» **WORK ITEM**:
Lines with the string "black" are to be identified in the listing and copied.

» **EXTRACTED INFORMATION**:
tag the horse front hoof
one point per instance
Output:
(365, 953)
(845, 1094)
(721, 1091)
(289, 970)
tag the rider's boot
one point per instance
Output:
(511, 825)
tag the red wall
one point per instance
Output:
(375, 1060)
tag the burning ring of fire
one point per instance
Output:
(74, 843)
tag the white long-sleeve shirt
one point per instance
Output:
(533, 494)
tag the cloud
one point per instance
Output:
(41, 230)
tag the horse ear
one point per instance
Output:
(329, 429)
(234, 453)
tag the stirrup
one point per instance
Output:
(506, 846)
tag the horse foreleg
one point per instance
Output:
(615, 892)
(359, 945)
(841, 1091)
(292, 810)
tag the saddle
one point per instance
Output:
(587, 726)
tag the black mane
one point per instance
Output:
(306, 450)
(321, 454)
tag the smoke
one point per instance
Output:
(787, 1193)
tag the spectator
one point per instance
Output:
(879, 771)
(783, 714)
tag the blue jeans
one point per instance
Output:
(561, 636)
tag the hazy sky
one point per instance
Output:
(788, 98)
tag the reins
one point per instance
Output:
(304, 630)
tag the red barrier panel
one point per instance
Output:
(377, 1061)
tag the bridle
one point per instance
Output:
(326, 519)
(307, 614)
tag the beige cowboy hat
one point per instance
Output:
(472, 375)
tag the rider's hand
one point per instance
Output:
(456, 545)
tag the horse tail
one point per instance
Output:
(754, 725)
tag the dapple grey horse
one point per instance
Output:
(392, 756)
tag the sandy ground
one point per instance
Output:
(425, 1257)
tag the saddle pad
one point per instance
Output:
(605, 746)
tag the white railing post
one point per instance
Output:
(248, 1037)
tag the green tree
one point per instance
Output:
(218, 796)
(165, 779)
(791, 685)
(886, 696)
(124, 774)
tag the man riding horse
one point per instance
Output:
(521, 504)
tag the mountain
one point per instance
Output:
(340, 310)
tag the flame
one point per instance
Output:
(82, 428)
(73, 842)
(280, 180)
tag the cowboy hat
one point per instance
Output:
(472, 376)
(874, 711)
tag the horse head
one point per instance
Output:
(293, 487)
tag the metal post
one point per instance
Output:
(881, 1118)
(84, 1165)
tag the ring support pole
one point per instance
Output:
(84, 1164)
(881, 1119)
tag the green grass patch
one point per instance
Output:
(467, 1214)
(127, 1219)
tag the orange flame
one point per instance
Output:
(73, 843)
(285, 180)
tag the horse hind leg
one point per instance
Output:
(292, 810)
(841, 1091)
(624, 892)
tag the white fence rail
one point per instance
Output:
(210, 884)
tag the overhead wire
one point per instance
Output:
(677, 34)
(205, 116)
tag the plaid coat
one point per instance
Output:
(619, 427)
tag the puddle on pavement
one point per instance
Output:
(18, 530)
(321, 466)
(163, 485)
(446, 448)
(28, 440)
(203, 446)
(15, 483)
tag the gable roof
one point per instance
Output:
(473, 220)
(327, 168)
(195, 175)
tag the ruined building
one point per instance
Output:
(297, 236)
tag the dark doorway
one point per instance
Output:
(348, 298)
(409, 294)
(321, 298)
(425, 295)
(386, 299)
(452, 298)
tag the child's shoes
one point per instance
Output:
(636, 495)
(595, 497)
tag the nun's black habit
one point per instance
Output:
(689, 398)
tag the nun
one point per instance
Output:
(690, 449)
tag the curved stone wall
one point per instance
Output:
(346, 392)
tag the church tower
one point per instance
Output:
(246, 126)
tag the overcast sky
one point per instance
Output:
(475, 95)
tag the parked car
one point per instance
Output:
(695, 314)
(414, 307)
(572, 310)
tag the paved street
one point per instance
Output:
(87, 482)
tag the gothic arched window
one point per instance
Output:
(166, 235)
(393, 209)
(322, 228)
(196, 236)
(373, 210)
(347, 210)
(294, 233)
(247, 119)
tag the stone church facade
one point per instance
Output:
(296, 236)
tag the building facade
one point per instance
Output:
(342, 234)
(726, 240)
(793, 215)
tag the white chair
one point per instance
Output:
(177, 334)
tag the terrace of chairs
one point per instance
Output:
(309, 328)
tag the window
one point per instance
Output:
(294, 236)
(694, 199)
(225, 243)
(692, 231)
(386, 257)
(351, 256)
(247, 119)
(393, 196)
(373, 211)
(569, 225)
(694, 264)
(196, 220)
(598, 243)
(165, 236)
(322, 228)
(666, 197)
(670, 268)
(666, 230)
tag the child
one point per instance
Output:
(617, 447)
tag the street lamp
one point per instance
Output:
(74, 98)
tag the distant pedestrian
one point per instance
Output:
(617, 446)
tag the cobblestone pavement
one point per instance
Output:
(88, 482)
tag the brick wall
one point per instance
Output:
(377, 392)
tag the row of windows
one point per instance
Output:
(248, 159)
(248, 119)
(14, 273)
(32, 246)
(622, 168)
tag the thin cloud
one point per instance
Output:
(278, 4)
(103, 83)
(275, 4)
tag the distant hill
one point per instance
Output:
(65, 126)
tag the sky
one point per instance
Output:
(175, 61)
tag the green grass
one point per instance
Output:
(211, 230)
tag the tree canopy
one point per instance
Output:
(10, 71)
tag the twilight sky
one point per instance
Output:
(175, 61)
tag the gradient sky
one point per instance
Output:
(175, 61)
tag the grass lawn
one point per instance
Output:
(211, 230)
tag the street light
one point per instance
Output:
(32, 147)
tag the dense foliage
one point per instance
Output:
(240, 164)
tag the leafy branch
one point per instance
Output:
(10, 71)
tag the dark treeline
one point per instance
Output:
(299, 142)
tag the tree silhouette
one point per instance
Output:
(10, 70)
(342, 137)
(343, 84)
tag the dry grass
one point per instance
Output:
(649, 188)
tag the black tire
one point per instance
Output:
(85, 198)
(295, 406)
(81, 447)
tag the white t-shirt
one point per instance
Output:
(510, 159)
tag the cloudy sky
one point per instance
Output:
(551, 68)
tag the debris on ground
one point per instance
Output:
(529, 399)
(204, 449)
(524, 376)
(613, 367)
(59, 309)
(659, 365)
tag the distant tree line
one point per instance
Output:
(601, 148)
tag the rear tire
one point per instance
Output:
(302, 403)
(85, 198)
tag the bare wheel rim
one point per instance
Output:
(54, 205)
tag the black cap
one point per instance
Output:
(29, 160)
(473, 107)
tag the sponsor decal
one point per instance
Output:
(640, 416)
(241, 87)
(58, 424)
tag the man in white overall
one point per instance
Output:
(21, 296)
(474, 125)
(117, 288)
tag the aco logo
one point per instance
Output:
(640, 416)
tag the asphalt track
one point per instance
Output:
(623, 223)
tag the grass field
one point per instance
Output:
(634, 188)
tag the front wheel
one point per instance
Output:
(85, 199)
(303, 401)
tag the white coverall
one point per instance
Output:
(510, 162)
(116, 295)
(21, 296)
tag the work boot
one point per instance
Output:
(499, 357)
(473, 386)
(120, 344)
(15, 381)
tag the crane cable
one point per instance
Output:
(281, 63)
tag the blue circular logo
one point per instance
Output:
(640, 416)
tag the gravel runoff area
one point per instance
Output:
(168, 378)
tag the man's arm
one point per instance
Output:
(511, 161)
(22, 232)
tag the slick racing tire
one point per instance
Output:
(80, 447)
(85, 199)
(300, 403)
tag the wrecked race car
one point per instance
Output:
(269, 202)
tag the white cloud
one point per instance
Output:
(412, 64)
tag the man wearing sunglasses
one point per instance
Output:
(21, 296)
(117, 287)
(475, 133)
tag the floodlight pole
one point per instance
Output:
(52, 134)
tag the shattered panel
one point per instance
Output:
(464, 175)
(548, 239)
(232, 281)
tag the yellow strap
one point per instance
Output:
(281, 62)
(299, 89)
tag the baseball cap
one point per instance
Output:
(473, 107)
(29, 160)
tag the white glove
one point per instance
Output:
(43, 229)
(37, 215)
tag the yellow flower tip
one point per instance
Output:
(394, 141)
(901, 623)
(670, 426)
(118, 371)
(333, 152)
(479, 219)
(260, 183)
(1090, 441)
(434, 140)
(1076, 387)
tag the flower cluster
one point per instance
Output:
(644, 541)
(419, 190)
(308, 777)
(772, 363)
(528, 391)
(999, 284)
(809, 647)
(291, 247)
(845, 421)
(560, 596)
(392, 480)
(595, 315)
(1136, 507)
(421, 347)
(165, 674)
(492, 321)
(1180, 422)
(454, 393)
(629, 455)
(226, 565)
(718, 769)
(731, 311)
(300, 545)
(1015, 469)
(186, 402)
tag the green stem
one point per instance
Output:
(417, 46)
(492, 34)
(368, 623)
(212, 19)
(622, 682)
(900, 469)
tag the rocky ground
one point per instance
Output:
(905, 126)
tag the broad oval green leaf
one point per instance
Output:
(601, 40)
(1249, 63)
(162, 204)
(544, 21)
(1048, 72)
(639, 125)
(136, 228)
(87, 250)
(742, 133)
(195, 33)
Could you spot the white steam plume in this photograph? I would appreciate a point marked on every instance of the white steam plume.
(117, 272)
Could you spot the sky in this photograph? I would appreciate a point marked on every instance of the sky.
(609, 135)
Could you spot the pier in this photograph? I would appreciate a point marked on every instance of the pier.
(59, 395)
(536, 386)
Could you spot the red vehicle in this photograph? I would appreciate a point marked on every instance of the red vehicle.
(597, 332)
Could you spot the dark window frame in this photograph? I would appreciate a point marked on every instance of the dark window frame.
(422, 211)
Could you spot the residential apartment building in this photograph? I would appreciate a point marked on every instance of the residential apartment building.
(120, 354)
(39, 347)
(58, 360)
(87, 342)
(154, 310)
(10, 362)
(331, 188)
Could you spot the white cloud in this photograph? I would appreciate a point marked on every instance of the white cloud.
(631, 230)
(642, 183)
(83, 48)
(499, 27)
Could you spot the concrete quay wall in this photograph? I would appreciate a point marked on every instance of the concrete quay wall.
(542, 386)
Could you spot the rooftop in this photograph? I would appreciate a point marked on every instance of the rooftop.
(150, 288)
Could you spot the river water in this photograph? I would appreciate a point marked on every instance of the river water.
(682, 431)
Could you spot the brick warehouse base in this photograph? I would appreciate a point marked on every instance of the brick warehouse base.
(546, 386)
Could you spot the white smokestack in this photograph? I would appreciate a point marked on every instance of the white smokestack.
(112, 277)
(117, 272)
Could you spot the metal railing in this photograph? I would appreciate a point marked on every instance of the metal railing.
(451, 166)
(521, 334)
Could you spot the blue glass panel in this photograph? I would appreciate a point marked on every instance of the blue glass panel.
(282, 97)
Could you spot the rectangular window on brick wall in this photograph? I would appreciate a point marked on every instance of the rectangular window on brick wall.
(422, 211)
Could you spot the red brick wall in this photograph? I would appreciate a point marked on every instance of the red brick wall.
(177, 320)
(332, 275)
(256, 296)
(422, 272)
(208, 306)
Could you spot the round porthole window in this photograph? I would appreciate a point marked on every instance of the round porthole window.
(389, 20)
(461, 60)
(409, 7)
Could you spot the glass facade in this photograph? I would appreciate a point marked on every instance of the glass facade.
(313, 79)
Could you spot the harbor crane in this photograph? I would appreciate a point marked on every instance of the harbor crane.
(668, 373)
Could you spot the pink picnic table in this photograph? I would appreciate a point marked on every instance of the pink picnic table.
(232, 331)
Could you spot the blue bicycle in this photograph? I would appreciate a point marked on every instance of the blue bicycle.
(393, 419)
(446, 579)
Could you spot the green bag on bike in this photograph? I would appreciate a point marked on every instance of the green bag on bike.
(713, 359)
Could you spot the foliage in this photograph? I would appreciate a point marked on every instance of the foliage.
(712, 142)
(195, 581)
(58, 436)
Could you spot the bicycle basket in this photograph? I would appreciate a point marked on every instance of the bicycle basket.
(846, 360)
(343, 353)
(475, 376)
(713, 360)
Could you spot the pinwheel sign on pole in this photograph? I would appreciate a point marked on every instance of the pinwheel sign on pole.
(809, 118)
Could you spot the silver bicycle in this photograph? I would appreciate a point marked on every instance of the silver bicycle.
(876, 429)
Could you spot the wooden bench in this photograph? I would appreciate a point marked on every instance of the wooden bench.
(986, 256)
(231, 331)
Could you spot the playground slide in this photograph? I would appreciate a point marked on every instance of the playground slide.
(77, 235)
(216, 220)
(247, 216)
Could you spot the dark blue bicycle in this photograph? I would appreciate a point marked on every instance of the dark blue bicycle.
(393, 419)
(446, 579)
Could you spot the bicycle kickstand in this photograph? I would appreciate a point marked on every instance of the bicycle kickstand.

» **RESPONSE AREA**:
tag the black mane
tag the nun's black habit
tag the black tire
tag the black cap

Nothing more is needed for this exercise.